▶ [Required action]: Transcribe the data exactly. Leave nothing out.

Saved entries:
╭──

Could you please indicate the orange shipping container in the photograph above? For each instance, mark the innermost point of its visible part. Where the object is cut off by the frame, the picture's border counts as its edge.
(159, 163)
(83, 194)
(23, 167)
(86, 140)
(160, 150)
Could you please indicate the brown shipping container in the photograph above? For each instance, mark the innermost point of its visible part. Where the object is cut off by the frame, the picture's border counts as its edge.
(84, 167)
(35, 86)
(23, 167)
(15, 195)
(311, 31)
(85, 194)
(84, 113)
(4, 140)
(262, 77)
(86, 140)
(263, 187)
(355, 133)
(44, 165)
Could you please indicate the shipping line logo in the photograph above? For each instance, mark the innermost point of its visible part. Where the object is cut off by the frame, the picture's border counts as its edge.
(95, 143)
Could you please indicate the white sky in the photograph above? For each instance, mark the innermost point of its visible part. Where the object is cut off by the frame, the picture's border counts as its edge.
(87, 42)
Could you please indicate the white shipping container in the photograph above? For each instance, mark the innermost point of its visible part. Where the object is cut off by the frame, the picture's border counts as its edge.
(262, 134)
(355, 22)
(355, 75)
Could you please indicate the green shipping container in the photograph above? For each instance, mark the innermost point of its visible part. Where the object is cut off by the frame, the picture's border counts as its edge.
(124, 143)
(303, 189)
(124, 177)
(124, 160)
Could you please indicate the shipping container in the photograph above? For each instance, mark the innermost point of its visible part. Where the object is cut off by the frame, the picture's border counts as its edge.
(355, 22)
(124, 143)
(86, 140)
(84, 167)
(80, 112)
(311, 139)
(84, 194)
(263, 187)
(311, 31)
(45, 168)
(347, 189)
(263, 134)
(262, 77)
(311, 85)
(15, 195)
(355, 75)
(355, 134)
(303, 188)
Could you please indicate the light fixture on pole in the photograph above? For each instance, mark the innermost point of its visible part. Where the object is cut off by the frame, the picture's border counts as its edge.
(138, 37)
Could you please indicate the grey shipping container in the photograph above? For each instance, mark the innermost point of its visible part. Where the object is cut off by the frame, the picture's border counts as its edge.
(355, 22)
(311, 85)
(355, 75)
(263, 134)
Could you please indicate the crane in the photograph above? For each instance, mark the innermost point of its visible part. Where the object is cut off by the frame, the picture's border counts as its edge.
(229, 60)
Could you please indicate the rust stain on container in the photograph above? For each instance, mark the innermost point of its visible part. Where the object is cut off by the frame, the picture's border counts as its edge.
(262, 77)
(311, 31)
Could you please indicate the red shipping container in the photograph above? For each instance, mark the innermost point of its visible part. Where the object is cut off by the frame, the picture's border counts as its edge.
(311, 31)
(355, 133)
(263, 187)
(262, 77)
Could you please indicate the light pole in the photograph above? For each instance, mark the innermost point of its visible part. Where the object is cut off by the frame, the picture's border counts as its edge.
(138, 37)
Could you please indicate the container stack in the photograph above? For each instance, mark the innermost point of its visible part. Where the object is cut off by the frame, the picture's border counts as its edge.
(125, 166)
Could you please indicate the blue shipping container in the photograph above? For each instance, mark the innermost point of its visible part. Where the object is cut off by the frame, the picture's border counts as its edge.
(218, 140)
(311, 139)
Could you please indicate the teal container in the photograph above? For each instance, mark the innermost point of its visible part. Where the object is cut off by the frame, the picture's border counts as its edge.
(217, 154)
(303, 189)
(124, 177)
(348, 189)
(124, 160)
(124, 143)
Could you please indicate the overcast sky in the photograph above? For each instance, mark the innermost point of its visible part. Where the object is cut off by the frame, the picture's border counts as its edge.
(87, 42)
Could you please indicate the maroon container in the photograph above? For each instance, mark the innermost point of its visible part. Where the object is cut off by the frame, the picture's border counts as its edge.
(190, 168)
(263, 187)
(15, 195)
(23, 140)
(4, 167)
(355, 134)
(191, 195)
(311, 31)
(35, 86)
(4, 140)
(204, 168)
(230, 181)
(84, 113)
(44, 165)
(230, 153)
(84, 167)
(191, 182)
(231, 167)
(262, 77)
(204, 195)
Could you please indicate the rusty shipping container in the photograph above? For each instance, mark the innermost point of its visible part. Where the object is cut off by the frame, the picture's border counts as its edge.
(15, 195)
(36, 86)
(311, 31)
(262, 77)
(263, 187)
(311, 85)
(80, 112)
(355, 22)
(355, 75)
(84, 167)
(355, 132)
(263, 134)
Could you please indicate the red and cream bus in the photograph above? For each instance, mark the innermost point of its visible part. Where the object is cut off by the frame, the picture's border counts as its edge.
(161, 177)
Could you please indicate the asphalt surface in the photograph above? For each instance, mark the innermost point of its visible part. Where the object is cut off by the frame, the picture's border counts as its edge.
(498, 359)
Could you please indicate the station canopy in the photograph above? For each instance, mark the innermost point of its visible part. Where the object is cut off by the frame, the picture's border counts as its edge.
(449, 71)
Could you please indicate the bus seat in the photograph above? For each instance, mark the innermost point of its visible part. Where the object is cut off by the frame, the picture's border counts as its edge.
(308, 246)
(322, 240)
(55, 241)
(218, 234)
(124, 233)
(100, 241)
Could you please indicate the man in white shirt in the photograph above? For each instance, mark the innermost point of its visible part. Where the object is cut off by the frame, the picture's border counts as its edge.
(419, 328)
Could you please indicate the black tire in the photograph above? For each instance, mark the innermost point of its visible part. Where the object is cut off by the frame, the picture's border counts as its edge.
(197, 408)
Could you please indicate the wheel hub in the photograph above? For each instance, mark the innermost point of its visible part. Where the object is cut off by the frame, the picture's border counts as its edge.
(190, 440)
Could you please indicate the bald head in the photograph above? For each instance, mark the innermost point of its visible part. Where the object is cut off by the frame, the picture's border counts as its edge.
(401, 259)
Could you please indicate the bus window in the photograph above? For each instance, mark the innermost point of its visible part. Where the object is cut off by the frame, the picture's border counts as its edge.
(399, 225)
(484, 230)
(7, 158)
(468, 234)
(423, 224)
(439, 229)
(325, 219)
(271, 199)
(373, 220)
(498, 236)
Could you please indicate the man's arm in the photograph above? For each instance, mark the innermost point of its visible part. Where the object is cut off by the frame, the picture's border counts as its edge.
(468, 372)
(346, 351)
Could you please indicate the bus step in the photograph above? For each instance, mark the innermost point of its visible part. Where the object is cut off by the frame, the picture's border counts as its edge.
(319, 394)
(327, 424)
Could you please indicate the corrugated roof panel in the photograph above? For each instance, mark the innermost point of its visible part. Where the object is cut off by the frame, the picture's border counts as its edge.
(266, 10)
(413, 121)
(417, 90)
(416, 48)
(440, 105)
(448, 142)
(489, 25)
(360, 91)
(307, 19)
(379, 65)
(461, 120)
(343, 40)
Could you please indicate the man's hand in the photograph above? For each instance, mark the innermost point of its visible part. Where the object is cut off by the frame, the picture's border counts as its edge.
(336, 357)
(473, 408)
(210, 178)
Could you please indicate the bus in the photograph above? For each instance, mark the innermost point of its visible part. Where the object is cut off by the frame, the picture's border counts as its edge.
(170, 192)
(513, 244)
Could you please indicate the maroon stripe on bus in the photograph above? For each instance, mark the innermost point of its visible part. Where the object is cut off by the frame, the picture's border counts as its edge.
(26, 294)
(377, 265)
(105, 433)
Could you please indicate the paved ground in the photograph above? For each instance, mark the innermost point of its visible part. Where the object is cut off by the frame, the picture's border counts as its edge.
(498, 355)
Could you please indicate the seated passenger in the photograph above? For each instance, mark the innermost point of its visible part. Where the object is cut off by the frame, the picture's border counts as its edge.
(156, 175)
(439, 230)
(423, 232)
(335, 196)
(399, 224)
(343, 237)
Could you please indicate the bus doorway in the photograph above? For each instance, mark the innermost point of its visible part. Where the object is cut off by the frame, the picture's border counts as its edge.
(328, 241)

╰──

▶ [Answer to the problem]:
Could you please indicate the orange shipping container in the photograph above? For each instance, mark the innermost point of its visible part. Where the object is cut off by the frame, the picture's border counts as its edge.
(159, 163)
(83, 194)
(23, 167)
(86, 140)
(160, 150)
Could you please indicate the brown shipping container in the photograph above? For each instance, mark the innermost point of its visible part. Where the object is cut off by the frame, the picture's border counts as its edge.
(84, 167)
(35, 86)
(23, 167)
(15, 195)
(311, 31)
(85, 194)
(84, 113)
(4, 140)
(262, 77)
(86, 140)
(263, 187)
(355, 133)
(44, 165)
Could you please indicate the shipping line logo in the photograph above? For each instance, mark the innermost point of its visible part. Where the object is cut off by the frame, the picture's border counts as its edge.
(95, 143)
Could you please indicate the white sky in the photograph above? For each instance, mark the innermost point of its visible part. Where the object is cut off by the frame, the picture's border counts as its edge.
(87, 42)
Could you please indicate the white shipping container in the photograph above? For each instance, mark the innermost point of its visible part. Where the object is cut off by the frame, the picture's border counts as its edge.
(262, 134)
(355, 22)
(355, 75)
Could you please indicate the green shipping container in the photograph above? For each instance, mark the innermost point of its visible part. Where the object is cut off by the frame, the picture's border counts as its edge.
(124, 143)
(303, 189)
(124, 177)
(124, 160)
Could you please indicate the shipping container in the photograph above? For each instance, mark the innermost point of its visible part. Where the object is cut off by the frame, the picture's border counts as its edge.
(355, 22)
(124, 143)
(86, 140)
(84, 167)
(80, 112)
(311, 139)
(84, 194)
(263, 187)
(311, 31)
(45, 168)
(347, 189)
(263, 134)
(262, 77)
(311, 85)
(15, 195)
(355, 75)
(355, 134)
(303, 188)
Could you please indicate the light fixture on pole in the photograph above? For each instance, mark the innermost point of its visible part. Where the object is cut off by the frame, the picture's border counts as its edge.
(138, 37)
Could you please indicate the grey shipping container in the photograph above? For each instance, mark the innermost point of its visible part. Where the object is cut off by the frame, the picture's border counts as its edge.
(355, 22)
(311, 85)
(355, 75)
(263, 134)
Could you please indicate the crane in the photograph above? For each instance, mark the innermost point of its visible part. Where the object is cut off by the frame, the picture's border counts as its edge.
(229, 60)
Could you please indicate the rust stain on container in the photograph above? For each instance, mark the innermost point of its visible part. Where the object is cut off by the frame, the picture's border counts as its edge.
(262, 77)
(311, 31)
Could you please indicate the red shipping container in the photograph above? For each instance, mark the innermost point of its visible part. Where the object is cut off by the frame, the picture's border counts as its edge.
(311, 31)
(355, 133)
(263, 187)
(262, 77)
Could you please indicate the light pole in the photograph above? For each instance, mark the innermost point of its visible part. Where the object is cut off by the frame, the picture's border counts as its edge.
(138, 37)
Could you please indicate the container stack in the photograph above? For each instance, mark the innermost point of its visible part. Where the object is cut off by the frame, the picture's border counts as its edge.
(125, 166)
Could you please indicate the blue shipping container in the photograph above? For each instance, mark the innermost point of its visible part. Where the object is cut off by the frame, the picture's border counts as its edge.
(218, 140)
(311, 139)
Could you please indicate the teal container in the photograph above? For each instance, mark the innermost point of its visible part. Where the object is cut off by the frame, the picture's border counts as its edge.
(217, 154)
(303, 189)
(124, 177)
(348, 189)
(124, 160)
(124, 143)
Could you please indicate the overcast sky in the photograph above? For each instance, mark the innermost point of its visible part. Where the object is cut off by the frame, the picture's border counts as its edge.
(87, 42)
Could you please indicate the maroon container in the photograph above? For each instance, mark the innermost point of its visible part. Where the object is cut off by the frame, the picture's border counts as its edge.
(190, 168)
(263, 187)
(15, 195)
(23, 140)
(4, 167)
(355, 134)
(191, 195)
(311, 31)
(35, 86)
(4, 140)
(204, 168)
(230, 181)
(84, 113)
(44, 165)
(230, 153)
(84, 167)
(191, 182)
(231, 167)
(262, 77)
(204, 195)
Could you please indicate the rusty shipping container in the photograph above? For each instance, mark the innermost point of its visible part. Where the object is cut off by the frame, the picture's border counts as its edge.
(15, 195)
(36, 86)
(311, 31)
(262, 77)
(263, 187)
(311, 85)
(80, 112)
(355, 22)
(355, 75)
(84, 167)
(355, 132)
(263, 134)
Could you please indicate the red and cream bus in the photograph above? For each instance, mark the innermost point of its visible part. Where the object is cut off by the frame, the picture's border counts as its edge.
(161, 177)
Could you please indicate the asphalt surface in the photograph above? For each instance, mark the innermost point of its visible part. Where the object is cut off by the frame, the picture's border counts as its edge.
(498, 359)
Could you please indicate the station canopy in the photograph above? For each instance, mark the innermost point of its visible part. Where the object is cut off by the frame, the picture's border counts as its edge.
(449, 71)
Could you please indicate the bus seat in the photograph above? For each instance, mark the innermost point of its visible part. Where the object is cut off by the frame, the picture's border counts as its edge.
(308, 246)
(322, 240)
(55, 241)
(218, 234)
(124, 233)
(100, 241)
Could you please indicate the man in white shirt in the photograph above? For each instance, mark the innermost point of its visible part. Where the object is cut off by the frame, the picture's border counts as its edge.
(419, 328)
Could you please indicate the black tire in the photograph above? For each instance, mark the innermost point of its visible part. Where the object is cut off by the frame, the picture's border counts as its edge.
(197, 408)
Could you please indicate the wheel hub in the photograph above? For each instance, mark the innermost point of its visible part. Where the object is cut off by the frame, the picture's border counts as its edge.
(190, 440)
Could you please indicate the bald head in the photograph above? For each instance, mark the innermost point of its visible part. Where the object is cut off by the frame, the picture's border counts as its edge.
(401, 259)
Could you please indicate the bus window in the photograph above? For each instance, mark the innermost point of its visible part. Where the object is cut off by the frame, the picture's border counts as its edge.
(399, 225)
(484, 230)
(7, 158)
(468, 234)
(423, 224)
(439, 229)
(325, 219)
(271, 199)
(373, 220)
(498, 236)
Could you please indicate the man's arm in the photograph above? For each instance, mark the innermost point of its visible part. Where the object is cut off by the frame, the picture's border counts as its edge.
(468, 372)
(346, 351)
Could you please indicate the bus step in the photograph above? For each instance, mark the innermost point of its visible part. Where the object is cut off by the frame, the picture's border counts as its edge.
(319, 394)
(327, 424)
Could you please indicate the corrugated roof panel in the photograph above? For each instance, mark the innermost point of its visible part. Where the object is cut off by the frame, the picture's border counts as its edge.
(266, 10)
(413, 121)
(417, 90)
(416, 48)
(440, 105)
(448, 142)
(489, 25)
(360, 91)
(307, 19)
(379, 65)
(461, 120)
(343, 40)
Could you please indicate the man's hand in the photograph above? For each instance, mark the innermost point of its visible part. Where the object is cut off by the frame, the picture's border counts as its edge.
(336, 357)
(473, 408)
(210, 178)
Could you please indicate the bus in the photograph above? For each instance, mark the innermost point of its visible part. Where the object is cut off by the frame, the picture's border counts as its edge.
(170, 192)
(513, 244)
Could you please indicate the maroon stripe on bus in the photograph above? For each instance, mark the innermost point of its visible part. Where the object is cut off by the frame, the picture's border counts as its edge.
(26, 294)
(377, 265)
(105, 433)
Could you please indicate the paved ground in the photograph above? For each instance, mark the innermost point of its visible part. Where the object is cut off by the frame, the picture's border counts as its edge.
(498, 355)
Could you please indicate the seated passenger in the photograph above? For each instance, mark the innermost point of its visible part. Where the object is cut off by the frame, the picture's border counts as its edge.
(156, 175)
(439, 230)
(423, 232)
(335, 196)
(399, 224)
(343, 237)
Could you please indicate the bus doorway in the photograph above? For each instance, mark the innermost point of its visible part. Where the object is cut off by the frame, the picture's border counts as its edge.
(328, 241)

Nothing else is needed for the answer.